Records
****************************************
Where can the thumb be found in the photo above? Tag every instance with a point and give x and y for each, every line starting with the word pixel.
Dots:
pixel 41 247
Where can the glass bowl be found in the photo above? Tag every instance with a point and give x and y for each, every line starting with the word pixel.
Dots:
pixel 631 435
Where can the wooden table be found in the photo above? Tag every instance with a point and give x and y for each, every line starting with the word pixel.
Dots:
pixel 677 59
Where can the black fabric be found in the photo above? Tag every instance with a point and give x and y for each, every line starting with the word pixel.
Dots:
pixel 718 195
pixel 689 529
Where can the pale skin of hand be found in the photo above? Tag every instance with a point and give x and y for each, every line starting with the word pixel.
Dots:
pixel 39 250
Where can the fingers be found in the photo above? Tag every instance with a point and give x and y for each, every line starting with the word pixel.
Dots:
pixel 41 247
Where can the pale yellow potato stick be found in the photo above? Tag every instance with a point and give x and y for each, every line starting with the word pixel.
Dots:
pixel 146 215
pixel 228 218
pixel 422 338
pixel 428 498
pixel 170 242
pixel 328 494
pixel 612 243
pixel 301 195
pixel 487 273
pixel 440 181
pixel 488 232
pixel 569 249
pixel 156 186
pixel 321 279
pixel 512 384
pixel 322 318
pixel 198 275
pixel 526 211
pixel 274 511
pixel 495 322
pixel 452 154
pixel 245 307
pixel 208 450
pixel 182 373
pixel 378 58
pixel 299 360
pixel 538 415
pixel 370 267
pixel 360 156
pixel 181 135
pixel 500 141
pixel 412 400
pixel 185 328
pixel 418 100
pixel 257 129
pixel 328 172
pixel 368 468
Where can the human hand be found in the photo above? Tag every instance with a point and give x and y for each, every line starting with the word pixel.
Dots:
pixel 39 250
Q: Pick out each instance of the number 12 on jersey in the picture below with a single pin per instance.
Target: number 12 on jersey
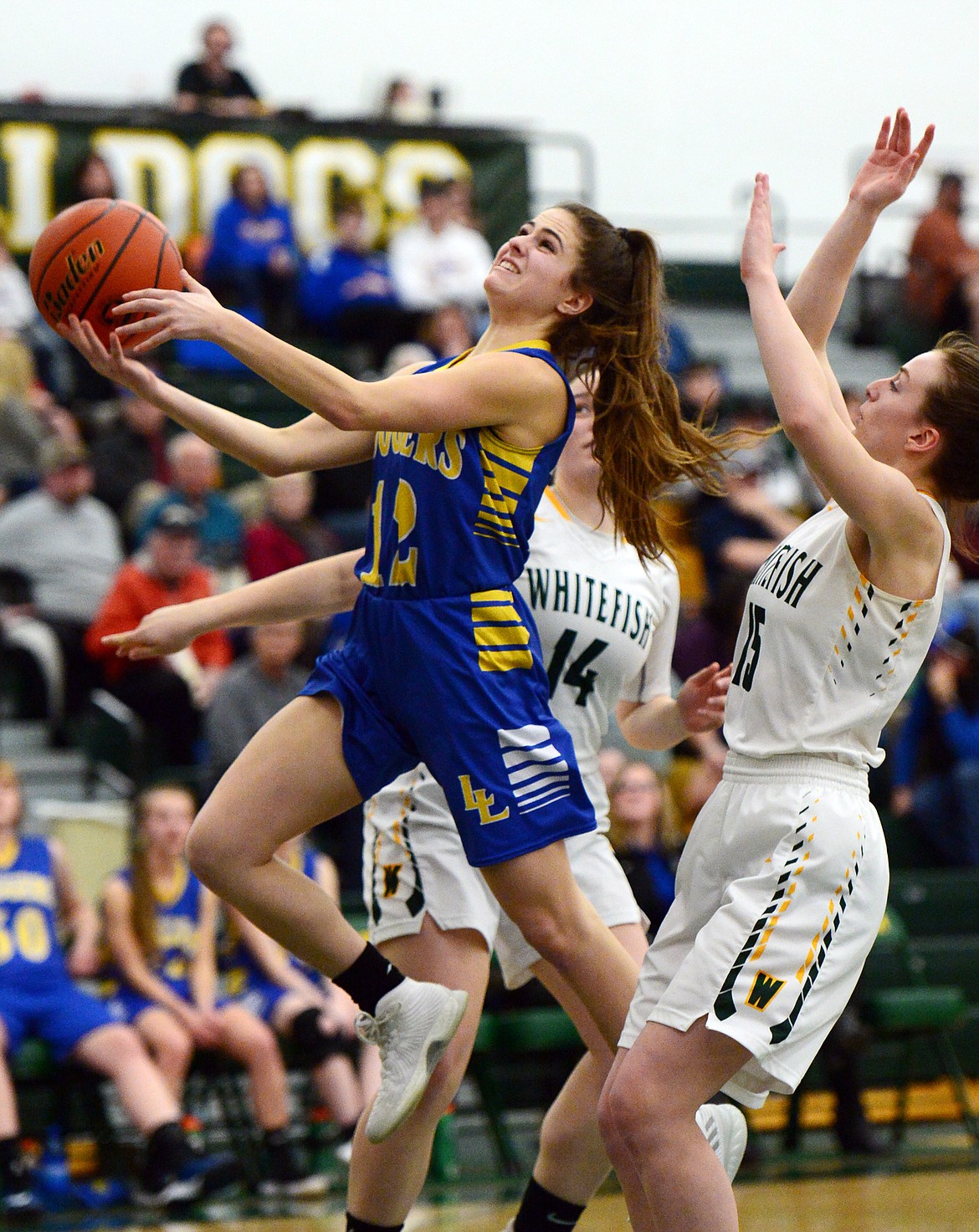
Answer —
(749, 658)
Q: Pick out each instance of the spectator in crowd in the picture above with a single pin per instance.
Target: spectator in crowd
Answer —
(253, 263)
(93, 177)
(942, 266)
(346, 294)
(130, 452)
(210, 84)
(639, 818)
(195, 477)
(68, 547)
(301, 1007)
(935, 763)
(168, 694)
(736, 533)
(439, 262)
(20, 318)
(252, 690)
(38, 998)
(289, 534)
(161, 930)
(406, 102)
(23, 432)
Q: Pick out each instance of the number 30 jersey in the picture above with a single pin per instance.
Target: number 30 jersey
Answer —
(607, 626)
(30, 955)
(823, 656)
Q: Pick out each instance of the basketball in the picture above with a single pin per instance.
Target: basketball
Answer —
(91, 254)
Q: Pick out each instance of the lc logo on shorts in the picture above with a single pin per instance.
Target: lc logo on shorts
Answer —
(481, 802)
(763, 989)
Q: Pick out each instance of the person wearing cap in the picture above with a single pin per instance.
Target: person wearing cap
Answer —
(67, 546)
(168, 694)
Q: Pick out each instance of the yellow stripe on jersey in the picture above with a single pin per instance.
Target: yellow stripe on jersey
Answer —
(500, 635)
(505, 661)
(499, 632)
(507, 471)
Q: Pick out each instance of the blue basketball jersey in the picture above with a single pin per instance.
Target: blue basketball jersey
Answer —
(30, 953)
(177, 916)
(453, 512)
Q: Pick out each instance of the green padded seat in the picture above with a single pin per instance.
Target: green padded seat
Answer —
(915, 1010)
(33, 1062)
(536, 1030)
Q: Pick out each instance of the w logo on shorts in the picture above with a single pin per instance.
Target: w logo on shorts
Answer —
(763, 989)
(536, 771)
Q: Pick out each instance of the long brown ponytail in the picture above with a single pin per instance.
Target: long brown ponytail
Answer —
(641, 440)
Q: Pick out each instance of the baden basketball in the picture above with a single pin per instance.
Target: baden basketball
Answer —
(91, 254)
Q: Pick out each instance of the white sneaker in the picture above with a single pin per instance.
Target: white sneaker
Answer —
(412, 1028)
(725, 1129)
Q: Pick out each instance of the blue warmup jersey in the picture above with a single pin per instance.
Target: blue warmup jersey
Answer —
(177, 913)
(443, 662)
(37, 995)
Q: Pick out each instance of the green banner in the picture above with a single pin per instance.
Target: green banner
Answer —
(180, 166)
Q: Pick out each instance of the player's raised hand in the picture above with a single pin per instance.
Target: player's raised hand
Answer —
(111, 362)
(892, 164)
(192, 312)
(703, 696)
(760, 250)
(163, 631)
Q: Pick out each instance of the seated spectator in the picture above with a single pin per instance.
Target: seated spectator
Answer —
(91, 179)
(130, 452)
(301, 1007)
(38, 998)
(161, 932)
(639, 809)
(252, 690)
(68, 547)
(289, 534)
(346, 294)
(210, 84)
(195, 477)
(253, 263)
(23, 432)
(942, 266)
(168, 694)
(406, 102)
(737, 531)
(935, 763)
(438, 260)
(21, 318)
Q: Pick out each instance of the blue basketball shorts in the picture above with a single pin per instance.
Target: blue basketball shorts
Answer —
(59, 1015)
(459, 682)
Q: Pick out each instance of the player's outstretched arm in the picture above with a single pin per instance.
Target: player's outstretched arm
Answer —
(309, 445)
(818, 294)
(309, 591)
(878, 498)
(491, 390)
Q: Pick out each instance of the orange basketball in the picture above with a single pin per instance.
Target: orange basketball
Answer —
(91, 254)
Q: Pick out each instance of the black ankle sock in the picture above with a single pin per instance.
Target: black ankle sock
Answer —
(356, 1224)
(167, 1148)
(367, 979)
(10, 1154)
(541, 1210)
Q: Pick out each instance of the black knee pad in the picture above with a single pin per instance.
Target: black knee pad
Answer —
(311, 1041)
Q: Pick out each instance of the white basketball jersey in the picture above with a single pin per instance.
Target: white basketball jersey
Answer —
(607, 626)
(823, 656)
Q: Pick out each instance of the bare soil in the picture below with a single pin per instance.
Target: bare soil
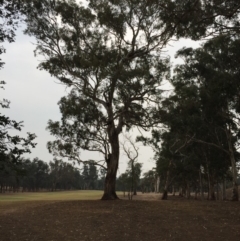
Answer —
(140, 219)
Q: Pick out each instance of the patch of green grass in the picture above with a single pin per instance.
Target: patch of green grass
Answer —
(51, 196)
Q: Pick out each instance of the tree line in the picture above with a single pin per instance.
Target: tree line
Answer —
(110, 55)
(36, 175)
****************************************
◆ Aim ◆
Copy out every line of the listing above without changing anything, but leave out the pictures.

◆ Problem solution ◆
Where can the thumb be found in the photo above? Tag every instance with a point and give x and y for each, every line starting with the word pixel.
Dots:
pixel 41 247
Where can the glass bowl be found in the photo above? Tag every instance with a point and give x and y for each, every line starting with the word pixel.
Dots:
pixel 631 435
Where can the wooden table be found in the photo above? Tag every instance with a point and give x and y for each, every line starting with the word pixel.
Dots:
pixel 677 59
Where can the black fabric be found in the photo above? Tag every instance with a point and give x and y for each, every line starting with the word pixel.
Dots:
pixel 718 195
pixel 689 529
Where can the pale skin of hand be found in the photo above? Tag every instance with a point and give x and y for each, every line starting with the word pixel.
Dots:
pixel 39 250
Where can the fingers be found in the photo above? Tag every instance with a point and give x and y for each, every line starting with the word pixel.
Dots:
pixel 41 247
Where can the pale yellow potato stick be found in the photo above? Tag every instance with a point and give x and y for each, every line starting with the word pixel.
Dots:
pixel 146 215
pixel 228 218
pixel 422 338
pixel 428 498
pixel 170 242
pixel 328 494
pixel 612 243
pixel 301 195
pixel 487 273
pixel 440 181
pixel 488 232
pixel 569 249
pixel 156 186
pixel 321 279
pixel 512 384
pixel 322 318
pixel 198 275
pixel 526 211
pixel 274 511
pixel 495 322
pixel 452 154
pixel 245 307
pixel 208 450
pixel 182 373
pixel 378 58
pixel 299 360
pixel 538 415
pixel 370 267
pixel 360 156
pixel 181 135
pixel 500 141
pixel 412 400
pixel 185 328
pixel 418 100
pixel 257 129
pixel 328 172
pixel 368 468
Where can the human hand be found in the photo above? Tag every instance with a point and give x and y for each, every line starting with the word pixel.
Dots:
pixel 39 250
Q: Pick out each instance of the number 12 on jersey in the picture below with a single pin per instance.
Target: number 12 on jersey
Answer —
(749, 658)
Q: Pick out each instance of the spectator in crowd in the picture above with a single pin per instance.
Target: spectator in crowd
Answer —
(253, 263)
(93, 177)
(942, 266)
(346, 294)
(130, 452)
(210, 84)
(639, 818)
(195, 477)
(68, 547)
(301, 1007)
(935, 763)
(168, 694)
(736, 533)
(439, 262)
(20, 318)
(252, 690)
(38, 998)
(289, 534)
(161, 930)
(406, 102)
(23, 432)
Q: Pick out each instance of the number 30 jersey in the picture above with a single pin per instance.
Target: number 30 jersey
Answer —
(607, 626)
(30, 955)
(823, 656)
Q: Pick out each instance of the basketball in the picture above with a single pin per instance.
Target: basketball
Answer —
(91, 254)
Q: Pick out each instance of the lc logo on shorts in the picture above with a single pin per instance.
Target: lc logo on shorts
Answer —
(481, 802)
(763, 989)
Q: Pick out each instance of the person wearing cap in the picture above with a single pin per instance.
Target: person wearing cap
Answer —
(67, 546)
(168, 694)
Q: Pick out each instance of the yellow stripe on jersey in the picture above with a single pin per instance.
Target: yellow stripe on jersey
Answer —
(500, 635)
(505, 661)
(499, 632)
(507, 471)
Q: Pick out each instance of the blue basketball jersey in the picture above with a single pin per instance.
Target: blue basketball jersey
Answer —
(30, 953)
(177, 916)
(453, 512)
Q: Pick out each instance of the green padded seat in the picture above with a single pin per instance.
Target: green padded seat
Answer —
(915, 1010)
(33, 1062)
(536, 1030)
Q: Pick out each instance of the w logo on shorts in the picture above with a single pin per instance.
Target: w logo on shorts
Answer —
(763, 989)
(536, 771)
Q: Pick out each instance of the long brown ponytail in the picture above with a single pin per instance.
Target: long brown ponytail
Answer —
(641, 440)
Q: Pick out each instance of the baden basketball in the picture above with a single pin per instance.
Target: baden basketball
Answer —
(91, 254)
Q: Pick out each instance of the white sneaker in the picture above with a single pin per instance.
Target: white sneaker
Answer —
(412, 1028)
(725, 1129)
Q: Pick out each instance of the blue warmup jersey in the picture above with a single pin per instance.
Target: blue warmup jersey
Answer —
(177, 913)
(443, 662)
(37, 995)
Q: Pick out each instance of the green banner in the picture above with a single pin per instance.
Target: green banner
Answer —
(180, 166)
Q: Pick out each instance of the player's raised hand in the picture above with a single pin per instance.
Target: player's raised hand
Answer —
(111, 362)
(892, 164)
(192, 312)
(703, 696)
(760, 250)
(163, 631)
Q: Pick out each instance of the seated spectator in the picture above with a single pin per instance.
Target: seated spectator
Answer —
(91, 179)
(130, 452)
(301, 1007)
(38, 998)
(161, 932)
(639, 809)
(252, 690)
(68, 547)
(289, 534)
(346, 294)
(210, 84)
(195, 477)
(253, 263)
(23, 432)
(942, 266)
(168, 694)
(406, 102)
(737, 531)
(935, 763)
(438, 260)
(21, 318)
Q: Pick out each instance of the blue basketball shorts in the picture above with a single pin per instance.
Target: blue basketball shorts
Answer —
(59, 1015)
(459, 682)
Q: Pick out each instance of the player's outstretched arm in the picture above with a single pin per instance.
Target: player's outstretched arm
Answer —
(309, 445)
(818, 294)
(309, 591)
(878, 498)
(491, 390)
Q: Pick out each instance of the orange basketball in the picture above with a single pin per instance.
Target: orange basketball
Answer —
(91, 254)
Q: Pick out each instance of the black ankle sock in the picture above with a single pin per instance.
Target: black ankle sock
Answer —
(356, 1224)
(167, 1148)
(367, 979)
(10, 1154)
(541, 1210)
Q: Pick out each instance of the black knee pad in the picture above with a single pin per instance.
Target: black knee pad
Answer —
(311, 1041)
Q: Pick out each instance of the white basketball jersey in the picture above with a single pin per instance.
Target: white basketball jersey
Answer —
(607, 626)
(823, 656)
Q: Pick out each instance of the bare soil in the picture below with a single pin per instance.
Target: bare soil
Answer —
(140, 219)
Q: Pick out each instance of the patch of green grass in the picture above with a single pin per instance.
Target: patch of green grass
Answer —
(51, 196)
Q: Pick out each instance of the tree line in the picture above with a single pin per instance.
Target: tree line
Answer —
(110, 55)
(36, 175)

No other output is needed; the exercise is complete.